# READING TEXT start

This is the best I could do to revive a sense of the sort of person he was.

I've met a lot of people over the last 15 years, very few have made such a
lasting impression based on so little actual contact. As someone else already
touched on in this thread he must have left a trail behind him of such events
and I don't doubt it for one second.

------
rev087
I'll never look at my Logitech mice the same way again. Thanks for sharing
such a nice story.

------
oozcitak
Extrapolating from this little story, René Sommer probably touched many souls
along his life's journey. This, in my opinion is as important as his
contributions to the computer mouse. Thanks for the nice story. Rest in peace
René.

------
binarymax
Glance at my mouse and, yes, its a Logitech. Thank you for this story.

------
nfnaaron
I tip my little blue wireless Logitech mouse to Rene, and to you Jacques.
Thank you.

------
edw519
We often get so immersed in detail that we tend to forget that it's _not_
about the ones and zeros. It's all about other people. Thanks for the
reminder, Jacques. RIP Rene.

------
yanowitz
This is just a beautiful obituary. Thank you.

------
drats
A well told story about great people. And also a refreshing break to have
people who know about Engelbart rather than trying to locate all UI design on
a certain infinite loop in Cupertino.

------
rubyrescue
that's a wonderful story!

------
balding_n_tired
Quite a guy.

# READING TEXT end
# DATASET EXTRACT start

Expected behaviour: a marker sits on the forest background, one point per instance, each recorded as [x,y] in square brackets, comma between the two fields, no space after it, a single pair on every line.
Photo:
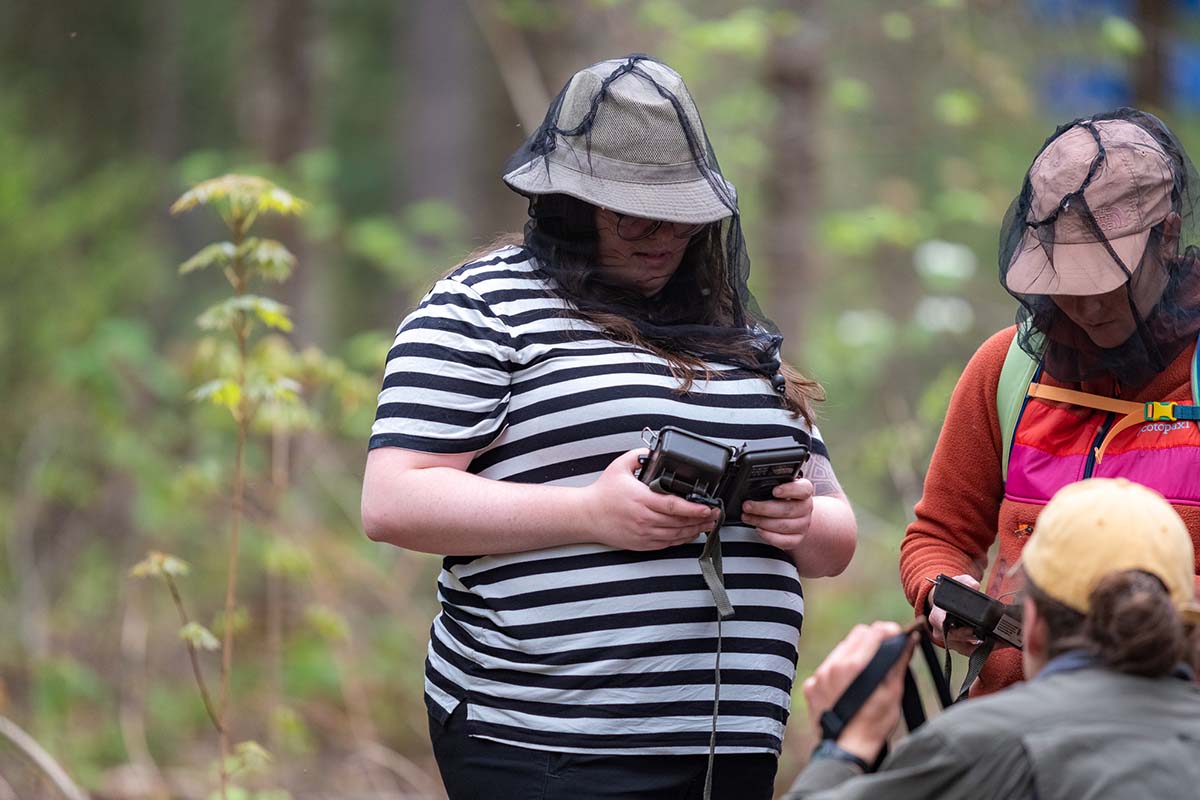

# DATASET EXTRACT end

■ **THINGS TO DO**
1. Reproduce the stretch of the René Sommer thread from "This is the" through "for one second.".
2. In the René Sommer thread, whom does drats find it refreshing that people know about?

■ **PER-TASK ANSWERS**
1.
This is the best I could do to revive a sense of the sort of person he was.

I've met a lot of people over the last 15 years, very few have made such a
lasting impression based on so little actual contact. As someone else already
touched on in this thread he must have left a trail behind him of such events
and I don't doubt it for one second.

2. Engelbart.